(Recorded data)
◆ ◆ ◆ ◆

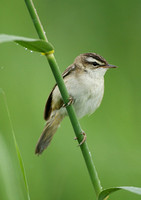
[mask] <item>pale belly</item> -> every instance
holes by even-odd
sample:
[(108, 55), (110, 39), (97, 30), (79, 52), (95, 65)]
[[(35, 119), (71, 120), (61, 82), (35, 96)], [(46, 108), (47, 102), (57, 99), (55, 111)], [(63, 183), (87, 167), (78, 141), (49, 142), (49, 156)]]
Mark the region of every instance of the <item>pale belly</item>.
[[(69, 95), (74, 99), (74, 109), (78, 118), (92, 114), (100, 105), (104, 93), (104, 78), (69, 79), (66, 87)], [(66, 109), (61, 108), (60, 113), (67, 115)]]

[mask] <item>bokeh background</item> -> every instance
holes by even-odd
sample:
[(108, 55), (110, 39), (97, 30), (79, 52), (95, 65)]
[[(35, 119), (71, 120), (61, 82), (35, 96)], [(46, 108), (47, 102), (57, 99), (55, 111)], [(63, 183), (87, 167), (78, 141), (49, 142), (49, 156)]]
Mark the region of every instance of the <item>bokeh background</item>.
[[(104, 188), (141, 187), (141, 1), (34, 0), (63, 72), (80, 53), (119, 66), (105, 75), (100, 108), (80, 120)], [(37, 38), (24, 1), (0, 3), (0, 32)], [(0, 45), (0, 88), (6, 94), (31, 200), (96, 199), (68, 118), (49, 148), (35, 156), (46, 99), (55, 84), (46, 59), (14, 43)], [(0, 199), (27, 199), (3, 95), (0, 93)], [(128, 192), (112, 200), (139, 200)]]

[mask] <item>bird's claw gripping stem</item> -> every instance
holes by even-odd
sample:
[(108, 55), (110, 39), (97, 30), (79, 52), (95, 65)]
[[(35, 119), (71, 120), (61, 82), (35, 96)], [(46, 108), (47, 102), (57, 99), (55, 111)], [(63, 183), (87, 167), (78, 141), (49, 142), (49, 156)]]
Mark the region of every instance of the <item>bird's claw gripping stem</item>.
[[(81, 135), (83, 135), (84, 137), (83, 137), (83, 140), (78, 144), (78, 146), (81, 146), (86, 141), (86, 138), (87, 138), (86, 133), (84, 133), (84, 131), (81, 132)], [(77, 140), (77, 139), (78, 139), (77, 137), (74, 138), (74, 140)]]

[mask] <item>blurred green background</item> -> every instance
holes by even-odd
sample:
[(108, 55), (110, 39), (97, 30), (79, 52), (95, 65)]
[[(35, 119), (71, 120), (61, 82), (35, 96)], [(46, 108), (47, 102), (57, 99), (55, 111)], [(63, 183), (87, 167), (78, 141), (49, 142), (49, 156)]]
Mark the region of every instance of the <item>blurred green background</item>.
[[(100, 108), (80, 120), (104, 188), (141, 187), (141, 1), (34, 0), (63, 72), (80, 53), (96, 52), (119, 66), (105, 75)], [(37, 38), (24, 1), (1, 0), (0, 32)], [(49, 148), (34, 155), (46, 99), (55, 84), (46, 59), (14, 43), (0, 45), (0, 88), (6, 93), (27, 173), (31, 200), (95, 199), (68, 118)], [(27, 199), (0, 94), (1, 200)], [(117, 192), (112, 200), (139, 200)]]

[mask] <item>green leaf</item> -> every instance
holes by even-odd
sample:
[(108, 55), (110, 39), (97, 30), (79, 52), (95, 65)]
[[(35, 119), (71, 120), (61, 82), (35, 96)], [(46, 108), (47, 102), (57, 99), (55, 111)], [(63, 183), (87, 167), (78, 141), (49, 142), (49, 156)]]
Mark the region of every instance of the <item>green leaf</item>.
[(16, 42), (29, 50), (41, 53), (48, 53), (54, 49), (52, 44), (45, 40), (0, 34), (0, 43), (4, 42)]
[(131, 186), (121, 186), (121, 187), (113, 187), (109, 189), (103, 190), (98, 197), (98, 200), (104, 200), (108, 197), (109, 194), (116, 192), (118, 190), (126, 190), (128, 192), (132, 192), (138, 195), (141, 195), (141, 188), (139, 187), (131, 187)]

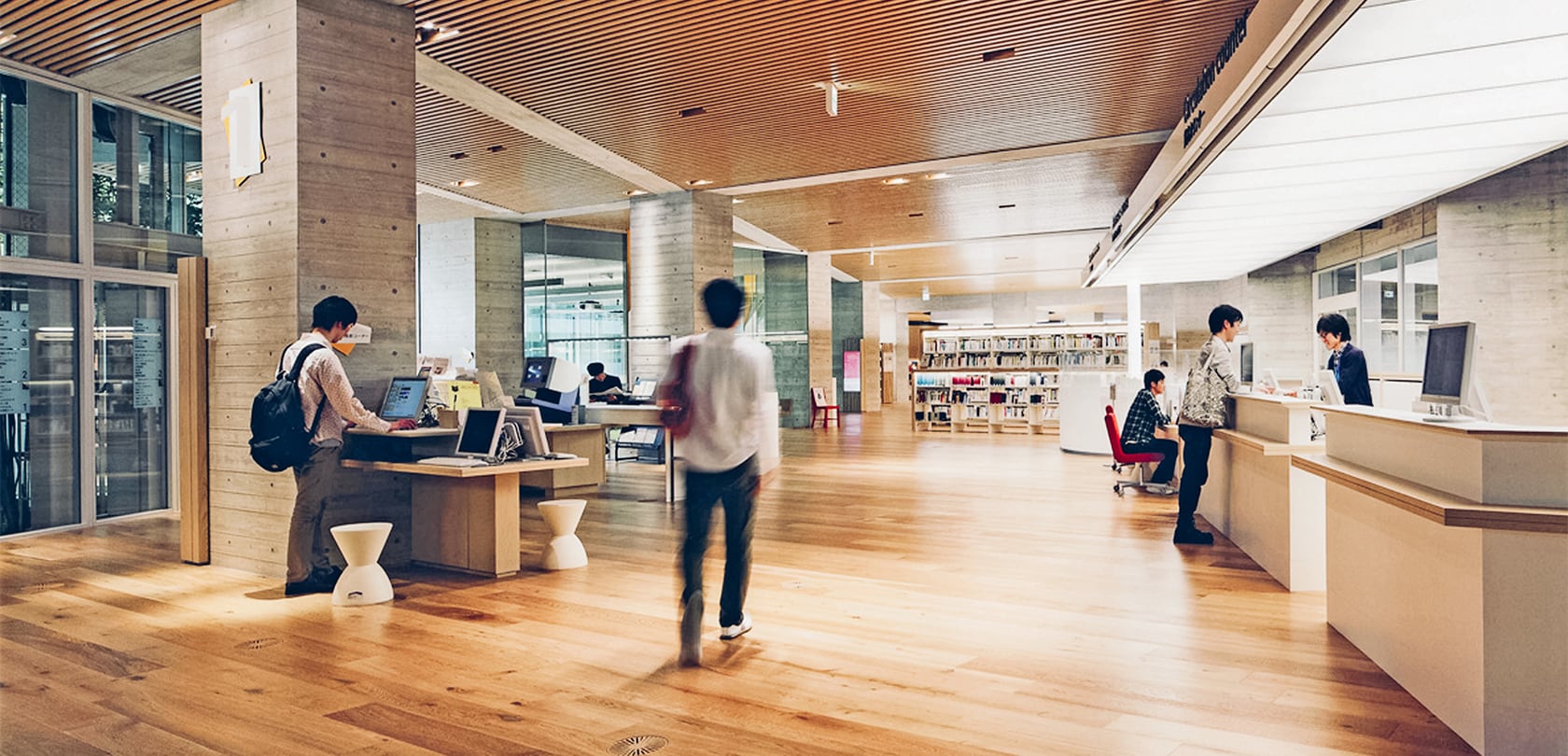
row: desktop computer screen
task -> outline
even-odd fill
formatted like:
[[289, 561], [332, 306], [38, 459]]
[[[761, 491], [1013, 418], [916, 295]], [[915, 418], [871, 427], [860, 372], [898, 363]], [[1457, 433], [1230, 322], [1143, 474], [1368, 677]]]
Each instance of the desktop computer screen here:
[[522, 364], [522, 386], [544, 387], [550, 384], [550, 373], [555, 370], [555, 358], [528, 358]]
[[1421, 400], [1461, 405], [1469, 394], [1475, 323], [1443, 323], [1427, 329], [1427, 362], [1421, 375]]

◆ ◆ ◆ ◆

## TO DO
Please rewrite the records above, changing every occurrence of "every instance" to "all instances" and keeping everything else the same. Omit the picture lines from your answer.

## CORRECT RESULT
[mask] <item>pale belly</item> -> all instances
holes by even-odd
sample:
[(108, 55), (110, 39), (97, 30), (79, 52), (95, 65)]
[[(35, 119), (71, 120), (61, 82), (35, 96)], [(46, 108), (47, 102), (57, 99), (55, 111)], [(63, 183), (87, 167), (78, 141), (49, 142), (49, 156)]]
Mark the region of all instances of the <item>pale belly</item>.
[[(69, 95), (74, 99), (74, 109), (78, 118), (92, 114), (100, 105), (104, 93), (104, 78), (69, 79), (66, 87)], [(66, 109), (61, 108), (60, 113), (67, 115)]]

[mask] <item>bokeh background</item> -> all instances
holes by even-odd
sample:
[(108, 55), (110, 39), (97, 30), (79, 52), (95, 65)]
[[(35, 119), (71, 120), (61, 82), (35, 96)], [(46, 108), (47, 102), (57, 99), (55, 111)], [(63, 183), (87, 167), (78, 141), (49, 142), (49, 156)]]
Mark the region of all instances of the <item>bokeh background</item>.
[[(104, 188), (141, 187), (141, 1), (34, 0), (63, 72), (80, 53), (119, 66), (105, 75), (100, 108), (80, 120)], [(37, 38), (24, 1), (0, 3), (0, 32)], [(0, 45), (0, 88), (6, 94), (31, 200), (96, 199), (68, 118), (49, 148), (35, 156), (46, 99), (55, 84), (46, 59), (14, 43)], [(0, 199), (27, 199), (3, 95), (0, 93)], [(128, 192), (112, 200), (139, 200)]]

[mask] <item>bird's claw gripping stem</item> -> all instances
holes by even-odd
sample:
[(108, 55), (110, 39), (97, 30), (79, 52), (95, 65)]
[[(35, 119), (71, 120), (61, 82), (35, 96)], [(46, 108), (47, 102), (57, 99), (55, 111)], [(63, 183), (87, 167), (78, 141), (49, 142), (49, 156)]]
Mark the region of all instances of the <item>bird's claw gripping stem</item>.
[[(81, 135), (83, 135), (84, 137), (83, 137), (83, 140), (78, 144), (78, 146), (81, 146), (86, 141), (86, 138), (87, 138), (86, 133), (84, 133), (84, 131), (81, 132)], [(77, 140), (77, 139), (78, 139), (77, 137), (74, 138), (74, 140)]]

[mask] <item>blurred green background</item> -> all instances
holes by even-odd
sample:
[(108, 55), (110, 39), (97, 30), (79, 52), (95, 65)]
[[(35, 119), (71, 120), (61, 82), (35, 96)], [(46, 108), (47, 102), (57, 99), (55, 111)], [(63, 183), (87, 167), (78, 141), (49, 142), (49, 156)]]
Mark the region of all instances of the <item>blurred green background</item>.
[[(100, 108), (80, 120), (104, 188), (141, 187), (141, 1), (34, 0), (63, 72), (80, 53), (96, 52), (119, 66), (105, 75)], [(37, 38), (24, 1), (1, 0), (0, 32)], [(49, 148), (34, 155), (46, 99), (55, 84), (46, 59), (14, 43), (0, 45), (0, 88), (6, 93), (27, 173), (31, 200), (95, 199), (68, 118)], [(27, 199), (0, 94), (1, 200)], [(117, 192), (112, 200), (139, 200)]]

[mask] <item>green leaf</item> -> all instances
holes by even-odd
sample:
[(108, 55), (110, 39), (97, 30), (79, 52), (95, 65)]
[[(35, 119), (71, 120), (61, 82), (35, 96)], [(46, 108), (47, 102), (57, 99), (55, 111)], [(63, 183), (87, 167), (78, 141), (49, 142), (49, 156)]]
Mark the region of all instances of the <item>green leaf</item>.
[(16, 42), (29, 50), (41, 53), (48, 53), (54, 49), (52, 44), (45, 40), (0, 34), (0, 43), (4, 42)]
[(131, 186), (121, 186), (121, 187), (113, 187), (109, 189), (103, 190), (98, 197), (98, 200), (104, 200), (108, 197), (109, 194), (116, 192), (118, 190), (126, 190), (128, 192), (132, 192), (138, 195), (141, 195), (141, 188), (139, 187), (131, 187)]

row: desktop computer screen
task -> outline
even-odd fill
formatted like:
[[289, 561], [332, 306], [38, 459]]
[[[761, 491], [1013, 418], [916, 295]], [[915, 418], [871, 427], [860, 372], [898, 363]], [[1457, 433], [1230, 322], [1143, 474], [1368, 677]]]
Each instance of the desktop computer screen here:
[[522, 364], [522, 386], [544, 387], [550, 384], [550, 373], [555, 370], [555, 358], [528, 358]]
[[1421, 400], [1461, 405], [1469, 394], [1475, 323], [1443, 323], [1427, 329], [1427, 362], [1421, 375]]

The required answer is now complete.